_WORK TO COMPLETE_
Reproduce the rows from the start through the line containing "[[[184,92],[176,92],[176,95],[185,94],[185,93]]]", including that line. Leave the pictures out of your copy.

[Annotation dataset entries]
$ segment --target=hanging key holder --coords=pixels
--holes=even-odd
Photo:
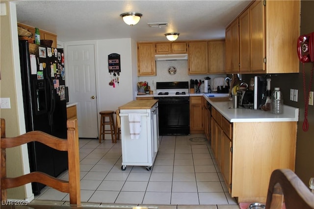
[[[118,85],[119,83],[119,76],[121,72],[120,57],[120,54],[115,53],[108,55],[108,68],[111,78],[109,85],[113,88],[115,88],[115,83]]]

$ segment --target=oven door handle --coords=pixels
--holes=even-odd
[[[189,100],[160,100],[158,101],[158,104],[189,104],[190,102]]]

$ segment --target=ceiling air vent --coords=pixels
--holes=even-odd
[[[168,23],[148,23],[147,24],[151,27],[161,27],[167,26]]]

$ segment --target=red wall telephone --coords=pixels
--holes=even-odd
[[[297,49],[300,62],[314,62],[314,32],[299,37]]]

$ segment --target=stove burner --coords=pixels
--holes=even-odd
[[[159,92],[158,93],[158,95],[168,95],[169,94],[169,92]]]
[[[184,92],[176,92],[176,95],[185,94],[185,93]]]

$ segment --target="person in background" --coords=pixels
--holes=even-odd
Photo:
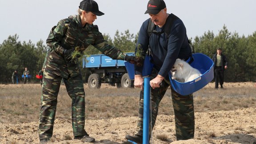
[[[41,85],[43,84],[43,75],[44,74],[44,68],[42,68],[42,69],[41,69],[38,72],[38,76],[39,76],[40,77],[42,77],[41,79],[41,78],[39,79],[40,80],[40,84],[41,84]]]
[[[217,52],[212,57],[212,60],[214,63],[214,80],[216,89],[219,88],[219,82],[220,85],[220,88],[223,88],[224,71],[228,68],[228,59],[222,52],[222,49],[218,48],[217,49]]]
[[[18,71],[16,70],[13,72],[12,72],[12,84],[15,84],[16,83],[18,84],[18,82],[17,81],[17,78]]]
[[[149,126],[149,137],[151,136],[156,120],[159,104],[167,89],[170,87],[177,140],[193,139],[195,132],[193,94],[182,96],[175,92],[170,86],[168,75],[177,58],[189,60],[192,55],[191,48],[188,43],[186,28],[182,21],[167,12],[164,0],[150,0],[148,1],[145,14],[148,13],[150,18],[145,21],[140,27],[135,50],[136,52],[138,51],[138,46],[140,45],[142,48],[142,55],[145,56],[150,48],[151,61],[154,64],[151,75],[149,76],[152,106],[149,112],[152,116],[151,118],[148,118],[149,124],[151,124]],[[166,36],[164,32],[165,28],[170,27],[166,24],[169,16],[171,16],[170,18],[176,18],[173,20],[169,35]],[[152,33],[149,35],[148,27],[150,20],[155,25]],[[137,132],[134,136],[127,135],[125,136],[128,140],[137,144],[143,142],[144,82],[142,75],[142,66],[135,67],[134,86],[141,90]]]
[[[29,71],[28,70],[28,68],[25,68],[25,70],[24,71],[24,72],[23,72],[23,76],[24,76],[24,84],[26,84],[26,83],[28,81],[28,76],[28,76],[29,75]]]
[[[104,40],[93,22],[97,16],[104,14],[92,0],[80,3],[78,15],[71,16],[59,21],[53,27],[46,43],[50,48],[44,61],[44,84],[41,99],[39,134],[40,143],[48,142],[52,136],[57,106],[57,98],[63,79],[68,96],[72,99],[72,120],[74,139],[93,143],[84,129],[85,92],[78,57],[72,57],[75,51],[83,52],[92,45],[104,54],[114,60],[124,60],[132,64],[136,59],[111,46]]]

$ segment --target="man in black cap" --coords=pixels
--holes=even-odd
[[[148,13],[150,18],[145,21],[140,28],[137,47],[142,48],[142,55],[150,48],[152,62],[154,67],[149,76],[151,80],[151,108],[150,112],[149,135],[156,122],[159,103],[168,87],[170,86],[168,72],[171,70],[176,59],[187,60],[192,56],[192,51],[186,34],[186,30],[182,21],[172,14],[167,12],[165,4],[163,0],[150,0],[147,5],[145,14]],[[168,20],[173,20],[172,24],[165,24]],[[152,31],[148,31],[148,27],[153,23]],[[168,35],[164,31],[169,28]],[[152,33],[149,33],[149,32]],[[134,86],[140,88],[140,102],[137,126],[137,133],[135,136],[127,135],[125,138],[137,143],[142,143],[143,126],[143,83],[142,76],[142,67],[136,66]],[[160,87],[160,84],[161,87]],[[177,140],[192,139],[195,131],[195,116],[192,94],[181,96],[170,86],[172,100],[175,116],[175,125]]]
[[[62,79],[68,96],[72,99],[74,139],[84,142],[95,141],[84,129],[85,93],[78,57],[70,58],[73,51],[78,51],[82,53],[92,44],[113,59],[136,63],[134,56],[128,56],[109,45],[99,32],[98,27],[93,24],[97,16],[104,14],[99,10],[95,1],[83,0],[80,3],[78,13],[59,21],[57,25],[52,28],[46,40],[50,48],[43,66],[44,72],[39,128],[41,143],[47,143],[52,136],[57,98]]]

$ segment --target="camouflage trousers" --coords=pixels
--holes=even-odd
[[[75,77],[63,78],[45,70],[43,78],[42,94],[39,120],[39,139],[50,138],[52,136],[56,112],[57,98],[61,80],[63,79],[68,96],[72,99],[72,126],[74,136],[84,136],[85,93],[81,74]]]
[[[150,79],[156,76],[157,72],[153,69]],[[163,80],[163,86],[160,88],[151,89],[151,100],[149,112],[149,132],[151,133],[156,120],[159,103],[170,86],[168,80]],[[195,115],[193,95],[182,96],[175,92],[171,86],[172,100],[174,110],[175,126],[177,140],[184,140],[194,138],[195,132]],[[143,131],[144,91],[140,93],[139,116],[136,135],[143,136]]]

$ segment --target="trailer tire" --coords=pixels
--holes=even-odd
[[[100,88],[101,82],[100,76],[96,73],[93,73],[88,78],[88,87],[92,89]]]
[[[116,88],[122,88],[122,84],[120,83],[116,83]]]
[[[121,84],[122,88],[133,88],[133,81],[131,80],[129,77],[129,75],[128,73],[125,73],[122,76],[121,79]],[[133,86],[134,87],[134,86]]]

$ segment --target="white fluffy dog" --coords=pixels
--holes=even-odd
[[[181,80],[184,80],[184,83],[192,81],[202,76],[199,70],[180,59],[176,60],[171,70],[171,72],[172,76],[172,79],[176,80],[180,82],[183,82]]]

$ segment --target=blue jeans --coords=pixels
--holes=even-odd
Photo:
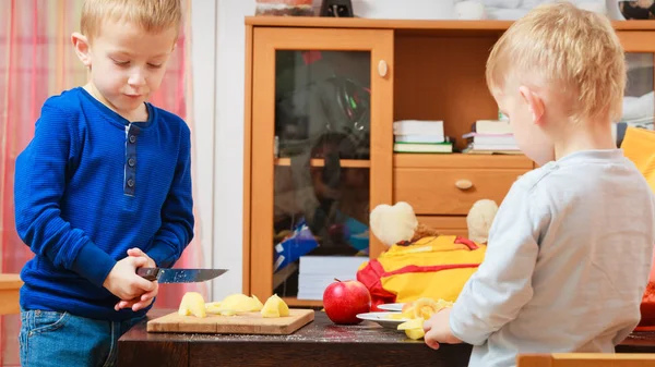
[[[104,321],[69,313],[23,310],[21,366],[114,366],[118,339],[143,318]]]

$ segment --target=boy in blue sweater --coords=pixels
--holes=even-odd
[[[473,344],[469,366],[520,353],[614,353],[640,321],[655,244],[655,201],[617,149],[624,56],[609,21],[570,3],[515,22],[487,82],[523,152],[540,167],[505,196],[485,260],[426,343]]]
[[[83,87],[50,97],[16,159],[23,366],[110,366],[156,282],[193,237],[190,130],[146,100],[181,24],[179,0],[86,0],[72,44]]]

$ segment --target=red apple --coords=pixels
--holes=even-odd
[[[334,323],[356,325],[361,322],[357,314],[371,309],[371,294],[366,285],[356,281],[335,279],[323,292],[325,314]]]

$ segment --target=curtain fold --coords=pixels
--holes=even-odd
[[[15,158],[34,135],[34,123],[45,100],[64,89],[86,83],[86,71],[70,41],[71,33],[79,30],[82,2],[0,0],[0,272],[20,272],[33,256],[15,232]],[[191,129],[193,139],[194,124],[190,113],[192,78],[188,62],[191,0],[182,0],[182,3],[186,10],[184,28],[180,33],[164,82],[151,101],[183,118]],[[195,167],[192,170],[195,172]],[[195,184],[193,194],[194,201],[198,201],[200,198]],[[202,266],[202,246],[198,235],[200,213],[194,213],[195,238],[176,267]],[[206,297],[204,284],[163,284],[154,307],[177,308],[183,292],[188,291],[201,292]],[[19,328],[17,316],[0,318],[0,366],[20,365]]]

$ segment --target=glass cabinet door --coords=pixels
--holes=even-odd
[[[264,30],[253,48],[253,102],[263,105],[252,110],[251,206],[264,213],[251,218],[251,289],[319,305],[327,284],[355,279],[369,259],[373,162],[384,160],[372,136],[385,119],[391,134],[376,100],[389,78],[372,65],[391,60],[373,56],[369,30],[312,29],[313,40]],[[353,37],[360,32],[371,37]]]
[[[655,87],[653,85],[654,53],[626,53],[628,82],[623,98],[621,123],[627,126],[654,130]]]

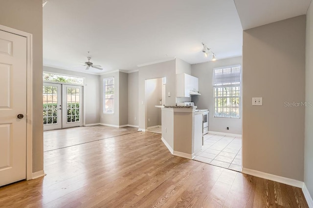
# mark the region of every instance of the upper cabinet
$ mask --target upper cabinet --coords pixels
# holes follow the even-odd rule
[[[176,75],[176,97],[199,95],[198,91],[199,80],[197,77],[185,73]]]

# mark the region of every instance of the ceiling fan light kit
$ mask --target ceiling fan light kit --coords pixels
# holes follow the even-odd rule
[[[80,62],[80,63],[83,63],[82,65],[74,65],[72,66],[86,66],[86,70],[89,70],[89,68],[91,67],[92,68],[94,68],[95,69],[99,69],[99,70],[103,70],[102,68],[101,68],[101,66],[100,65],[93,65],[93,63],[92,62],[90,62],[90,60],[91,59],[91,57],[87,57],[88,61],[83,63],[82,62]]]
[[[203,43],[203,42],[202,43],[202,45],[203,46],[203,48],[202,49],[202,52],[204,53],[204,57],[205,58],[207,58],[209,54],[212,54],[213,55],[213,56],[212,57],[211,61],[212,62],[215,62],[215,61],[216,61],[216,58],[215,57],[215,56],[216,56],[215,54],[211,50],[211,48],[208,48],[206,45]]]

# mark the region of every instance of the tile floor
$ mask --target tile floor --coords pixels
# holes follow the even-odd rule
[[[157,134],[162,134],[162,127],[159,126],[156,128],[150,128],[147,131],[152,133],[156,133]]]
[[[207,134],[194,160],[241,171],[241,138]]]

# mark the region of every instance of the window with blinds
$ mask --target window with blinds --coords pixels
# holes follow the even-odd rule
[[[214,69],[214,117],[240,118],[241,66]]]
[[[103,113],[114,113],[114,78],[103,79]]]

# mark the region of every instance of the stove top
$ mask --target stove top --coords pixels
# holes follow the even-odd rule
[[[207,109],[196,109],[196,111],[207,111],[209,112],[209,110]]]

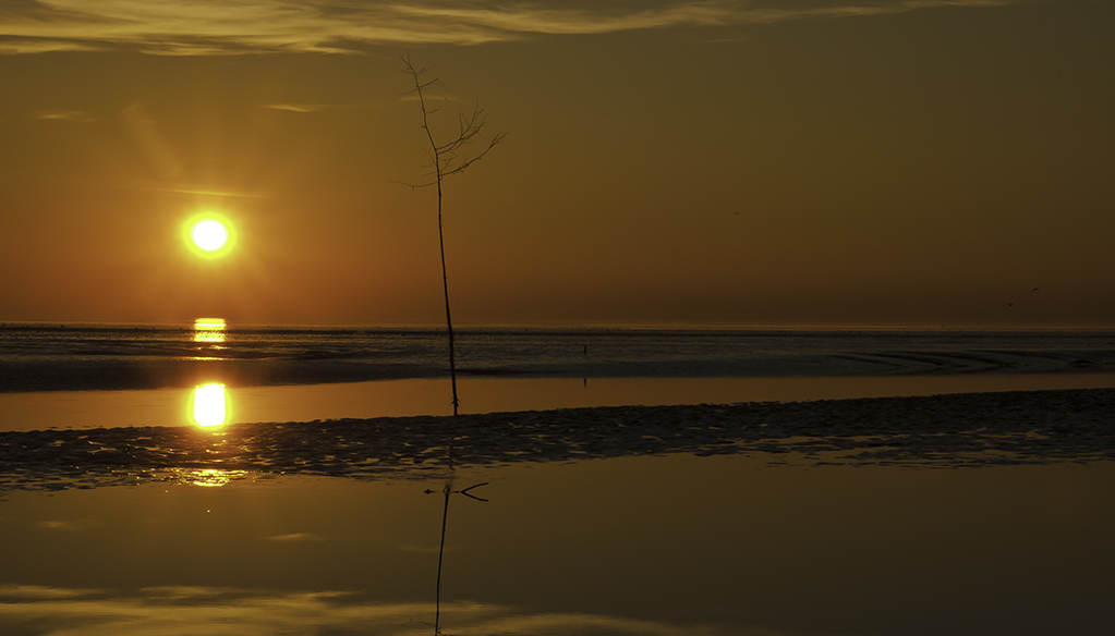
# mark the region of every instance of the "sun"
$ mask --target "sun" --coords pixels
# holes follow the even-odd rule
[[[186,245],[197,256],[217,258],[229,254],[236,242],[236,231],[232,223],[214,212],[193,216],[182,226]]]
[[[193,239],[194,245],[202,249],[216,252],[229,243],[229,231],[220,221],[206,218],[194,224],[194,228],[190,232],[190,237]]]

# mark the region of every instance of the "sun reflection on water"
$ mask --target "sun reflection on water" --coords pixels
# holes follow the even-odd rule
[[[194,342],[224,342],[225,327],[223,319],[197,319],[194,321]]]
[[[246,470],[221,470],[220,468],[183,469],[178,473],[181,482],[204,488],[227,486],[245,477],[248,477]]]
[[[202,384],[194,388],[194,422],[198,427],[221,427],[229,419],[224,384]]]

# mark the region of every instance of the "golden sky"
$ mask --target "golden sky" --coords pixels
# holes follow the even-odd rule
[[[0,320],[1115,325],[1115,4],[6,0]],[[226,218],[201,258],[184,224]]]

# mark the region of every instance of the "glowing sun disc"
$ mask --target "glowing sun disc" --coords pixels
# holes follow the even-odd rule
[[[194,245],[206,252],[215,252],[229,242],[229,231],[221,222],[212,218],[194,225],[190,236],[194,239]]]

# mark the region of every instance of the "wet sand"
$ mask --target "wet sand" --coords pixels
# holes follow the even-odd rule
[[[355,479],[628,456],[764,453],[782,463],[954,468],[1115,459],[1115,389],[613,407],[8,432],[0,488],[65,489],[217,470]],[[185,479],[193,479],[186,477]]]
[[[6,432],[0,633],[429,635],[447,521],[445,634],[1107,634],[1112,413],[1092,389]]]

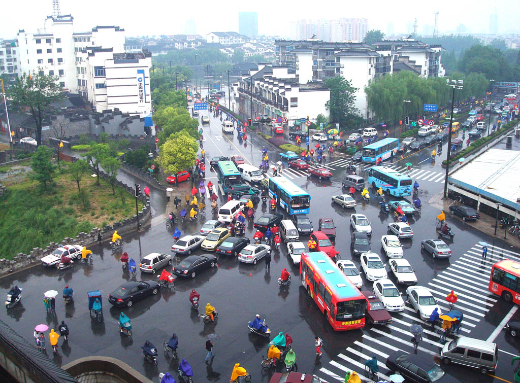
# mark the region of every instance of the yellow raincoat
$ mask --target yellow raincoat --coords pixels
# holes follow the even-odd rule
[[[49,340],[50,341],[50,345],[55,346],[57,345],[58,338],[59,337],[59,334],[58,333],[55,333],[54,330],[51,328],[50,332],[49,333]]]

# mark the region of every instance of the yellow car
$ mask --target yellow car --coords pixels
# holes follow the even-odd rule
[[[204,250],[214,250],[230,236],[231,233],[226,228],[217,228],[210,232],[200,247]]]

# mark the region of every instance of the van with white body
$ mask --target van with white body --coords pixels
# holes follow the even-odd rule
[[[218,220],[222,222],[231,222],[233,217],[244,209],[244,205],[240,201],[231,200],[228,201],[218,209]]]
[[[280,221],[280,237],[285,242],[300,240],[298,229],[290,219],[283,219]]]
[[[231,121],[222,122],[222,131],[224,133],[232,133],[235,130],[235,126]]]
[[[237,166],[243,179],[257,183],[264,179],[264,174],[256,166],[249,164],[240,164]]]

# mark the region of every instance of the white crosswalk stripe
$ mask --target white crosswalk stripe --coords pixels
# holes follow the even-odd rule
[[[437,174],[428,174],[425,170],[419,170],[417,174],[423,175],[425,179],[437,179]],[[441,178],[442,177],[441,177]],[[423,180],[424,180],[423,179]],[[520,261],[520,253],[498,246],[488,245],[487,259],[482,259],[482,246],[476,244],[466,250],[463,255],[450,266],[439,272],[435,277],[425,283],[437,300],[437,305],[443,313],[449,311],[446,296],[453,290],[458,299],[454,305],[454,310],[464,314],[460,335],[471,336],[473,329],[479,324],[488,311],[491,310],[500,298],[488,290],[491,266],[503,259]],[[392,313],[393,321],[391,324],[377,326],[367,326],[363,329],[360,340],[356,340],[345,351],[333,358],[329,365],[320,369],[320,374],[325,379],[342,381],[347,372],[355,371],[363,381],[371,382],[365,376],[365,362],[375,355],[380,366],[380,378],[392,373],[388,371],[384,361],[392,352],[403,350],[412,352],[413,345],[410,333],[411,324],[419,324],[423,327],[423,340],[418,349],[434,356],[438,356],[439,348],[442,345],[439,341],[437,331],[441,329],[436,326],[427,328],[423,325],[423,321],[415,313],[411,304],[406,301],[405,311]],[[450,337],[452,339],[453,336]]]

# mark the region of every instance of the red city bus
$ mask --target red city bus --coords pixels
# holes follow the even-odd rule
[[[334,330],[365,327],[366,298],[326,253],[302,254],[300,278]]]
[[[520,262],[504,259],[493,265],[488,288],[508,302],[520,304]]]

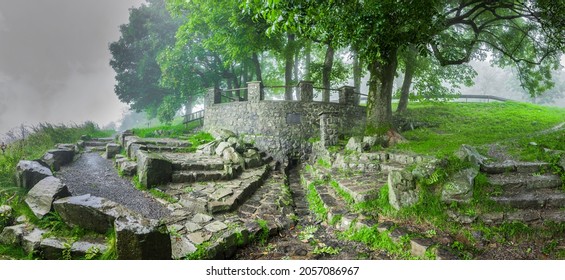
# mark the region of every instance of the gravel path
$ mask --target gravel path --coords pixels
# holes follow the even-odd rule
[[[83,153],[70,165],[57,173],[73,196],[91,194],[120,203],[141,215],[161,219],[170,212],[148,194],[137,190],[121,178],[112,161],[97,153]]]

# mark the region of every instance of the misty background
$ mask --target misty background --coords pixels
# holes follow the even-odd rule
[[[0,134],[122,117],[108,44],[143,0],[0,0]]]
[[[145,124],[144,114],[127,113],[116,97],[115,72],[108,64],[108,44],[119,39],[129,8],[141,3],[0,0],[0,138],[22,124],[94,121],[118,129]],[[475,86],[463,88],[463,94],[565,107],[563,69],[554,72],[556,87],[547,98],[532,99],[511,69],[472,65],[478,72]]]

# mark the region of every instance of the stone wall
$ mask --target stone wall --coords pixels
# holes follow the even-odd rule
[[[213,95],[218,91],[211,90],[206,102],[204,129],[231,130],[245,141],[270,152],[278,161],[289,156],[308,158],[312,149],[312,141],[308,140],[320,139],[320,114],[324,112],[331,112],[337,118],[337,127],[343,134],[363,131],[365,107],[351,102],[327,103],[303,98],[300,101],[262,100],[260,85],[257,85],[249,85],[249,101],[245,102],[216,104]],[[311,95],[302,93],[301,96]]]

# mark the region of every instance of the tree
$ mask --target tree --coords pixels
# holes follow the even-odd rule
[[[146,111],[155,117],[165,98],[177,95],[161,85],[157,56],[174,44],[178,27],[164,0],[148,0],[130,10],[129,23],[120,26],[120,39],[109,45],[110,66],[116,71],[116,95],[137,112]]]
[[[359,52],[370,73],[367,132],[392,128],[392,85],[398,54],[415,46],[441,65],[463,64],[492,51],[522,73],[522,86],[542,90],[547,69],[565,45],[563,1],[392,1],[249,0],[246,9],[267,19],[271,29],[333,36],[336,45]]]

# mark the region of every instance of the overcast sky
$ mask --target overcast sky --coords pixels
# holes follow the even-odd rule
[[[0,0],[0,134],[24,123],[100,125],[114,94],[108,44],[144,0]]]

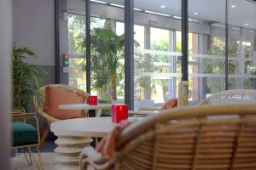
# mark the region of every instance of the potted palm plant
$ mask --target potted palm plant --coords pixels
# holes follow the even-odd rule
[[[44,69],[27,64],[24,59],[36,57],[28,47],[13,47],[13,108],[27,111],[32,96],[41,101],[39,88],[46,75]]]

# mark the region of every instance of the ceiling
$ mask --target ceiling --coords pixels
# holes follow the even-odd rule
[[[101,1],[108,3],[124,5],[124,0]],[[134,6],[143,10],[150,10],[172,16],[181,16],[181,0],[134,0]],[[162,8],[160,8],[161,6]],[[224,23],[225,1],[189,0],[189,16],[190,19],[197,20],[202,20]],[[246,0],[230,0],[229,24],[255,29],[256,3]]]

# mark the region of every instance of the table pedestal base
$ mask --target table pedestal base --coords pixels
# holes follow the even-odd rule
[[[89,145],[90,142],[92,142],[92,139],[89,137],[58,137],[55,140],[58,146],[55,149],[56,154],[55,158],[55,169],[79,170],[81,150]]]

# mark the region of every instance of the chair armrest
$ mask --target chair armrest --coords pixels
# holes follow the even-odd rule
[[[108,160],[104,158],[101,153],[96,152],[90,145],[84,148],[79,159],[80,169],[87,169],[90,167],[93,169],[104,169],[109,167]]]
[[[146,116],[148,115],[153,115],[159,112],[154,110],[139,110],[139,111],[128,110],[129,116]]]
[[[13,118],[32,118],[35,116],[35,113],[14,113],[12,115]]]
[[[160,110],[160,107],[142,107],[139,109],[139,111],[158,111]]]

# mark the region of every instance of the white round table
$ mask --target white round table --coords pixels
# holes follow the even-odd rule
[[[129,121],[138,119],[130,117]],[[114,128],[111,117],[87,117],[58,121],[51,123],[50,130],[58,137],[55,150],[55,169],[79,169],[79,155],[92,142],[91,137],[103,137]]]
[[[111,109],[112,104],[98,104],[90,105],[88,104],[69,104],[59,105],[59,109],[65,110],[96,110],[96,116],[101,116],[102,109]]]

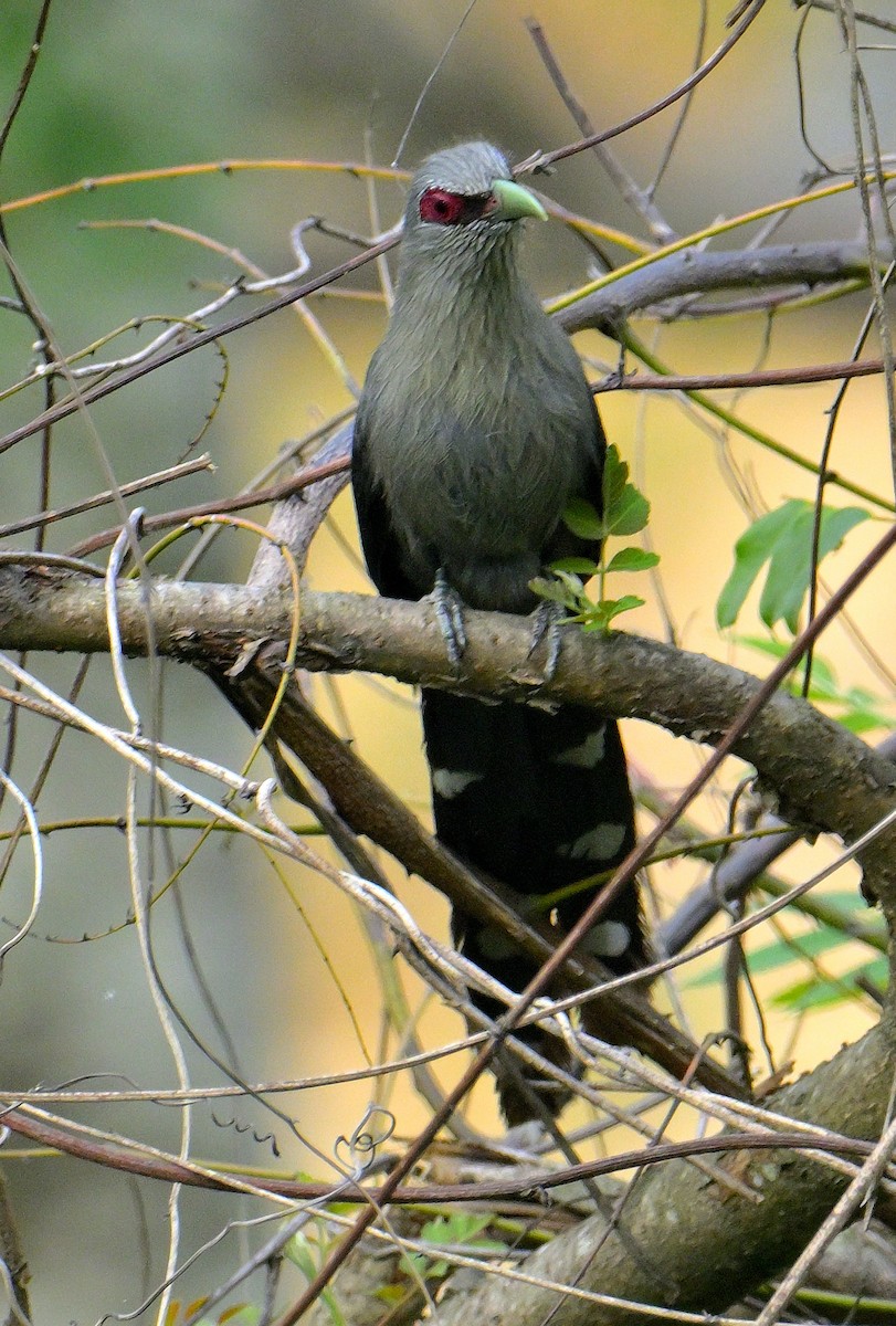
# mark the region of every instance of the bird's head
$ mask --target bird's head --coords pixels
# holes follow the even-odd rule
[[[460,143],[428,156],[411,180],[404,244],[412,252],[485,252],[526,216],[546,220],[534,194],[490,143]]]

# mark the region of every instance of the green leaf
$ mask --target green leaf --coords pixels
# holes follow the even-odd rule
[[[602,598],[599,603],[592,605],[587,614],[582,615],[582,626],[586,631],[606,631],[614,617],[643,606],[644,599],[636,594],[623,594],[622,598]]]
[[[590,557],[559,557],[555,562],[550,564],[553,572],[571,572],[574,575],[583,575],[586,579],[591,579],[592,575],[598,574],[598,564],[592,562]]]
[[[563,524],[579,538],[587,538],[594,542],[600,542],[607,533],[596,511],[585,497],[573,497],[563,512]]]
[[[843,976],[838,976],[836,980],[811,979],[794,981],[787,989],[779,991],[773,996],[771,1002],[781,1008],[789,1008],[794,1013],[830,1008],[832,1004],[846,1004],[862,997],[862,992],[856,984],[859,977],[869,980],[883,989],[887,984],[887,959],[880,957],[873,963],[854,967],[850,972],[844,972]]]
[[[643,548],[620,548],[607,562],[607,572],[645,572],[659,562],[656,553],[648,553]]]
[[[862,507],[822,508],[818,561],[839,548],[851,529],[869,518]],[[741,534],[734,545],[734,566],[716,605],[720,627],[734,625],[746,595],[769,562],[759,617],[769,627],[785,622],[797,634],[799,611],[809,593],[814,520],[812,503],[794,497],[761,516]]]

_OUTPUT FOR THIS TASK_
$ segment --target=hanging key holder --coords=pixels
--holes=even-odd
Photo:
[[[118,85],[119,83],[119,76],[121,72],[120,57],[120,54],[115,53],[108,55],[108,68],[111,78],[109,85],[113,88],[115,88],[115,83]]]

$ segment --target=oven door handle --coords=pixels
--holes=even-odd
[[[189,100],[160,100],[158,101],[158,104],[189,104],[190,102]]]

$ segment --target=ceiling air vent --coords=pixels
--holes=even-odd
[[[168,23],[148,23],[147,24],[151,27],[161,27],[167,26]]]

$ segment --target=red wall telephone --coords=pixels
--holes=even-odd
[[[297,49],[300,62],[314,62],[314,32],[299,37]]]

$ segment --target=stove burner --coords=pixels
--holes=even-odd
[[[159,92],[158,93],[158,95],[168,95],[169,94],[169,92]]]
[[[184,92],[176,92],[176,95],[185,94],[185,93]]]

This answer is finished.